> _Work required_
Reproduce the records below in full, requests included, increasing every bounding-box coordinate in the answers by 91.

Records excerpted from a collection
— Start —
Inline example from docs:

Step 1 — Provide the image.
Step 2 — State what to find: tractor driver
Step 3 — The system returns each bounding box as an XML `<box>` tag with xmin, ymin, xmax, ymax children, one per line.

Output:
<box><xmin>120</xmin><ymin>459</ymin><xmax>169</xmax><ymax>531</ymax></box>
— End —
> _Worked answer_
Inline example from docs:

Step 1 — Provide the image.
Step 2 — State what to find: tractor driver
Step 3 — The system returns each bounding box as an XML `<box>` tag with xmin, ymin, xmax, ymax children, one per line.

Output:
<box><xmin>211</xmin><ymin>550</ymin><xmax>260</xmax><ymax>622</ymax></box>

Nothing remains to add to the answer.